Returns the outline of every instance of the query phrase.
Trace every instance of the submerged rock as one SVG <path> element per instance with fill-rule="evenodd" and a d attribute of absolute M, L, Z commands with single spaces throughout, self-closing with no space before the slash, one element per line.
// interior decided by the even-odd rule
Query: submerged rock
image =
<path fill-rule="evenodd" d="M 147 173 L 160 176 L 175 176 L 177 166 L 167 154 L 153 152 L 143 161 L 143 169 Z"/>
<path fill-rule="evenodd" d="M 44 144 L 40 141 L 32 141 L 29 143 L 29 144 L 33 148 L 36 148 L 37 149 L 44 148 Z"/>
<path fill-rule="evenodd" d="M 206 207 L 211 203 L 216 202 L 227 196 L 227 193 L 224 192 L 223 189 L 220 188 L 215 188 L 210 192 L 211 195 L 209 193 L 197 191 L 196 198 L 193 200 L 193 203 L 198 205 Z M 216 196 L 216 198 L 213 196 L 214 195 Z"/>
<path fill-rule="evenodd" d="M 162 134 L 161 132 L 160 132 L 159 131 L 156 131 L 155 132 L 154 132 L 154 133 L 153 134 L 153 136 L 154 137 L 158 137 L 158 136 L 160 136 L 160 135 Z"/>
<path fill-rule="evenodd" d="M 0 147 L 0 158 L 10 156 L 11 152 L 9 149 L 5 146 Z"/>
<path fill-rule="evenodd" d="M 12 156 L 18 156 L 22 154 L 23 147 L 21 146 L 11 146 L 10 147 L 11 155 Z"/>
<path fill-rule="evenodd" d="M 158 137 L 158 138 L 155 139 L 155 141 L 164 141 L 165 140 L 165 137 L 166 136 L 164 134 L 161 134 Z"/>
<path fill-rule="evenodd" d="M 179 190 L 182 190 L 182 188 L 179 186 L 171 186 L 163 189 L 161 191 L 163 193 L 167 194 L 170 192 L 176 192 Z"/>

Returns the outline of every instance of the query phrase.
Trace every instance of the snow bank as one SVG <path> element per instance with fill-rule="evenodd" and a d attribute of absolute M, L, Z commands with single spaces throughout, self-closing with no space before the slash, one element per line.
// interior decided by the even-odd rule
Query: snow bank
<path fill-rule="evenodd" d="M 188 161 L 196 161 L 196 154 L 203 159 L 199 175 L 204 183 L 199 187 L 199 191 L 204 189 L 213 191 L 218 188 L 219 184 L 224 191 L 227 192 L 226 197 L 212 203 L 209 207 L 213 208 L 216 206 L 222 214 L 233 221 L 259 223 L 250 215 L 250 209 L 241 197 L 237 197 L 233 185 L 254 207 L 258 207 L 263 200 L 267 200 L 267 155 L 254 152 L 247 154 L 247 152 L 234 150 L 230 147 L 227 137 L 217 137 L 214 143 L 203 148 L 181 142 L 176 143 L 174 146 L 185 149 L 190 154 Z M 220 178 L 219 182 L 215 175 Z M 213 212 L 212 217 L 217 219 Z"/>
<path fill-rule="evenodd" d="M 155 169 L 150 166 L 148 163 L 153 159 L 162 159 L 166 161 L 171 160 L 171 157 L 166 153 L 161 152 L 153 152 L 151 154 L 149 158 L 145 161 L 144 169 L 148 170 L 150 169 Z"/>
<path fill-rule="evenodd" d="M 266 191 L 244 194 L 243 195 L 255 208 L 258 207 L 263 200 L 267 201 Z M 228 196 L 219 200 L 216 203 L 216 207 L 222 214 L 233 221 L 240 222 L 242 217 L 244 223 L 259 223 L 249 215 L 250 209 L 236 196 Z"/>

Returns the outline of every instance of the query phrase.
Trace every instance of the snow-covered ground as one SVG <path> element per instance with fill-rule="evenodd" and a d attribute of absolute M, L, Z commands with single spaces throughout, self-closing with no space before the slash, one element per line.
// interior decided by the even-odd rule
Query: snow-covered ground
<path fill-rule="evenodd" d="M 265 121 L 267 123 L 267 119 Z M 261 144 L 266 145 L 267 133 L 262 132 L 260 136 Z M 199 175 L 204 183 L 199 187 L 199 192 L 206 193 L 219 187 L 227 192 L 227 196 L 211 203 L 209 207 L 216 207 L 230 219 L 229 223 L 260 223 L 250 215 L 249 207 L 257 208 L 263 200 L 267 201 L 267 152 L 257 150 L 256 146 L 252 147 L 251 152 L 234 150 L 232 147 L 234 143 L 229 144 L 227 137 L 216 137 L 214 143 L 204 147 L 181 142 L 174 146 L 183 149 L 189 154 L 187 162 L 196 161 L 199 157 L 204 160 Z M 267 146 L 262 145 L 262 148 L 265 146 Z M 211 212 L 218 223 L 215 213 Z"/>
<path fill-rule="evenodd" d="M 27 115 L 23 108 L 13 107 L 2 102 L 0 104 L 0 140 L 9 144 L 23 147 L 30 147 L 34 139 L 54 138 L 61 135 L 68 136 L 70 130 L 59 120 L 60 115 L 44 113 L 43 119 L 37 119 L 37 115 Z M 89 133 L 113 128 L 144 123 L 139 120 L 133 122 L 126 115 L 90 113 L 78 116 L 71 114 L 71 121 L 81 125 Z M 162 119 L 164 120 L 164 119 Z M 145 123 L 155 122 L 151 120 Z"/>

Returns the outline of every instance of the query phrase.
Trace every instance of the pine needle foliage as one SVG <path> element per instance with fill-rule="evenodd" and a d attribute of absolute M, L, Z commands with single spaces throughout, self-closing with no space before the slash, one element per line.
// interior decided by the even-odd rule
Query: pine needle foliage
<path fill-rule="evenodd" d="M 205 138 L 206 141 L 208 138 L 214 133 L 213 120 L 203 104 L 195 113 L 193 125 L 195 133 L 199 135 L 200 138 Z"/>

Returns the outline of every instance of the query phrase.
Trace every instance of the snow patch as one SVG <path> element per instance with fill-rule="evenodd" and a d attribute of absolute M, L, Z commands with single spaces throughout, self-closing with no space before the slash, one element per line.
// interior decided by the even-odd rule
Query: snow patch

-- -- --

Give every line of the records above as a JSON list of strings, one string per line, leaving out blank lines.

### Full output:
[
  "Returns the outline of every instance of the query phrase.",
  "Trace every instance of the submerged rock as one SVG <path> element per instance with fill-rule=\"evenodd\" and a d attribute of absolute M, L, Z commands with single spaces throughout, self-closing with no space before the slash, one element per line.",
  "// interior decided by the even-odd rule",
  "Query: submerged rock",
  "image =",
  "<path fill-rule=\"evenodd\" d=\"M 147 173 L 160 176 L 175 176 L 177 166 L 167 154 L 153 152 L 143 161 L 143 169 Z\"/>",
  "<path fill-rule=\"evenodd\" d=\"M 44 144 L 40 141 L 32 141 L 29 143 L 29 144 L 33 148 L 36 148 L 37 149 L 44 148 Z\"/>",
  "<path fill-rule=\"evenodd\" d=\"M 206 207 L 211 203 L 216 202 L 227 196 L 227 193 L 224 192 L 223 189 L 220 188 L 215 188 L 210 192 L 211 195 L 209 193 L 197 191 L 196 198 L 193 200 L 193 203 L 198 205 Z M 216 196 L 216 198 L 213 196 L 214 195 Z\"/>",
  "<path fill-rule=\"evenodd\" d=\"M 162 134 L 161 132 L 160 132 L 159 131 L 156 131 L 155 132 L 154 132 L 154 133 L 153 134 L 153 136 L 154 137 L 158 137 L 158 136 L 160 136 L 160 135 Z\"/>",
  "<path fill-rule=\"evenodd\" d=\"M 0 147 L 0 158 L 10 156 L 11 152 L 9 149 L 5 146 Z\"/>",
  "<path fill-rule=\"evenodd\" d=\"M 12 156 L 18 156 L 22 154 L 23 147 L 21 146 L 11 146 L 10 147 L 11 155 Z\"/>",
  "<path fill-rule=\"evenodd\" d=\"M 158 137 L 158 138 L 155 139 L 155 141 L 164 141 L 165 140 L 165 137 L 166 136 L 164 134 L 161 134 Z\"/>",
  "<path fill-rule=\"evenodd\" d=\"M 179 190 L 182 190 L 182 188 L 179 186 L 171 186 L 163 189 L 161 191 L 163 193 L 167 194 L 170 192 L 176 192 Z\"/>",
  "Returns the outline of every instance of the query phrase.",
  "Trace every instance of the snow bank as one SVG <path> element per instance with fill-rule=\"evenodd\" and a d attribute of absolute M, L, Z commands with single spaces throughout, self-closing with no space before the slash, one element per line.",
  "// interior decided by the even-odd rule",
  "Query: snow bank",
  "<path fill-rule=\"evenodd\" d=\"M 188 161 L 196 161 L 196 154 L 203 159 L 199 175 L 204 183 L 199 187 L 199 191 L 204 189 L 213 191 L 218 188 L 219 184 L 224 191 L 227 192 L 226 197 L 212 203 L 209 207 L 213 208 L 216 206 L 222 214 L 233 221 L 259 223 L 250 215 L 250 209 L 241 197 L 237 197 L 233 185 L 254 207 L 258 207 L 263 200 L 267 200 L 267 155 L 254 152 L 247 154 L 247 152 L 234 150 L 230 147 L 227 137 L 217 137 L 214 143 L 203 148 L 181 142 L 176 143 L 174 146 L 185 149 L 190 154 Z M 220 178 L 219 182 L 215 175 Z M 213 212 L 212 217 L 217 219 Z\"/>",
  "<path fill-rule=\"evenodd\" d=\"M 155 169 L 150 166 L 148 163 L 153 159 L 162 159 L 166 161 L 171 160 L 171 157 L 166 153 L 161 152 L 153 152 L 151 154 L 149 158 L 145 161 L 144 169 L 148 170 L 150 169 Z\"/>",
  "<path fill-rule=\"evenodd\" d=\"M 266 191 L 244 194 L 243 195 L 255 208 L 258 207 L 263 200 L 267 201 Z M 228 196 L 219 200 L 216 203 L 216 207 L 222 214 L 233 221 L 240 222 L 242 217 L 244 223 L 259 223 L 249 215 L 250 209 L 236 196 Z\"/>",
  "Returns the outline of every instance of the query phrase.",
  "Trace every instance of the snow-covered ground as one SVG <path> element per instance with fill-rule=\"evenodd\" and a d attribute of absolute M, L, Z commands with single spaces throughout, self-closing with no space before the slash, one element per line.",
  "// interior decided by the even-odd rule",
  "Query: snow-covered ground",
  "<path fill-rule=\"evenodd\" d=\"M 265 121 L 267 123 L 267 119 Z M 261 144 L 266 145 L 267 133 L 262 132 L 260 136 Z M 199 175 L 204 183 L 199 187 L 199 192 L 206 193 L 219 187 L 227 192 L 227 196 L 211 203 L 209 207 L 216 207 L 230 219 L 229 223 L 260 223 L 250 215 L 249 207 L 257 208 L 263 200 L 267 201 L 267 152 L 257 150 L 256 146 L 252 147 L 251 152 L 234 150 L 232 147 L 234 143 L 229 144 L 227 137 L 216 137 L 214 143 L 204 147 L 181 142 L 174 146 L 183 149 L 189 154 L 187 162 L 196 161 L 199 157 L 204 160 Z M 267 146 L 262 145 L 262 148 L 265 146 Z M 211 212 L 218 223 L 215 213 Z\"/>",
  "<path fill-rule=\"evenodd\" d=\"M 27 115 L 23 108 L 13 107 L 2 102 L 0 104 L 0 140 L 9 144 L 23 147 L 30 147 L 34 139 L 54 138 L 61 135 L 68 136 L 70 130 L 59 120 L 60 115 L 44 113 L 43 119 L 37 119 L 37 115 Z M 89 133 L 113 128 L 144 123 L 139 120 L 133 122 L 126 115 L 90 113 L 78 116 L 71 114 L 71 121 L 81 125 Z M 162 119 L 164 120 L 164 119 Z M 145 123 L 155 122 L 151 120 Z\"/>",
  "Returns the outline of every instance of the query phrase.",
  "Trace every instance of the pine needle foliage as one SVG <path> element per instance with fill-rule=\"evenodd\" and a d attribute of absolute M, L, Z commands with single spaces throughout, self-closing with no space before the slash, one element per line.",
  "// interior decided by the even-odd rule",
  "Query: pine needle foliage",
  "<path fill-rule=\"evenodd\" d=\"M 205 138 L 206 141 L 208 138 L 214 133 L 213 120 L 203 104 L 195 113 L 193 125 L 195 133 L 199 135 L 200 138 Z\"/>",
  "Returns the outline of every instance of the query phrase.",
  "Trace every instance of the snow patch as one SVG <path> element per instance with fill-rule=\"evenodd\" and a d attribute of absolute M, L, Z commands with single spaces throughout, self-closing with no space before the slash, one element per line.",
  "// interior decided by the even-odd rule",
  "Query: snow patch"
]